Reproduce every line of the records below word for word, leaving out the pictures.

= EXTRACTED DATA =
******
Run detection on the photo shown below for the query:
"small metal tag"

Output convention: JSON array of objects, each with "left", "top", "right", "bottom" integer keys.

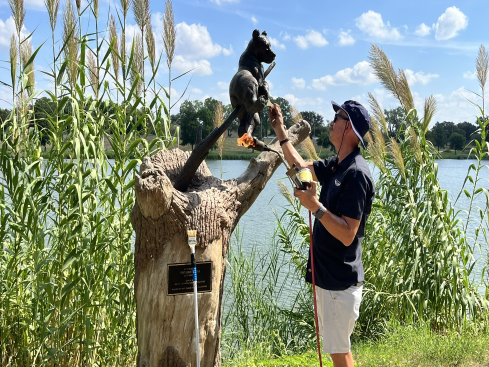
[{"left": 167, "top": 261, "right": 212, "bottom": 296}]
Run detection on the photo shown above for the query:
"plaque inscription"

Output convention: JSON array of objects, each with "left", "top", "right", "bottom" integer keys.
[{"left": 168, "top": 261, "right": 212, "bottom": 296}]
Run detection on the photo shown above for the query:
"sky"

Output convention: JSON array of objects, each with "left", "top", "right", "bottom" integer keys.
[{"left": 0, "top": 0, "right": 489, "bottom": 125}]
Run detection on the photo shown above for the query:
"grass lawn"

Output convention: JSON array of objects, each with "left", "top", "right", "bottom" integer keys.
[{"left": 223, "top": 326, "right": 489, "bottom": 367}]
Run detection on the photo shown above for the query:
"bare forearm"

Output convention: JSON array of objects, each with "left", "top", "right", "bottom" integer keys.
[{"left": 275, "top": 126, "right": 306, "bottom": 168}]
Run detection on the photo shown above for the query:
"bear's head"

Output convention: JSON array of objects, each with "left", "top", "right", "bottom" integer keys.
[{"left": 253, "top": 29, "right": 275, "bottom": 64}]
******
= THE COMPLETED TASK =
Run detection on the photo shown below for the query:
"small metal tag"

Output convention: JSON array of objects, each with "left", "top", "right", "bottom" integer keys.

[{"left": 167, "top": 261, "right": 212, "bottom": 296}]
Run detection on the photo shown above for the query:
"plaque inscription"

Output convention: JSON array of objects, each with "left", "top", "right", "bottom" integer keys.
[{"left": 168, "top": 261, "right": 212, "bottom": 296}]
Run detection on the photo shown above for the query:
"sky"

Output convention: JSON array of objects, each with "left", "top", "right", "bottom" integer keys.
[{"left": 0, "top": 0, "right": 489, "bottom": 125}]
Run detection on the photo shown above for the query:
"grass lawn"

Output convention: JSON array of objects, each with "left", "top", "right", "bottom" integer keys.
[{"left": 223, "top": 326, "right": 489, "bottom": 367}]
Run detection on the photo shown above for the query:
"bare forearm"

Output convention: JSON array of objects, each with "left", "top", "right", "bottom" integer keys.
[{"left": 275, "top": 126, "right": 306, "bottom": 168}]
Run detection on the photo shown above for the query:
"bear's head"

Output convention: JSON array of objects, each with "left", "top", "right", "bottom" integer keys.
[{"left": 253, "top": 29, "right": 275, "bottom": 64}]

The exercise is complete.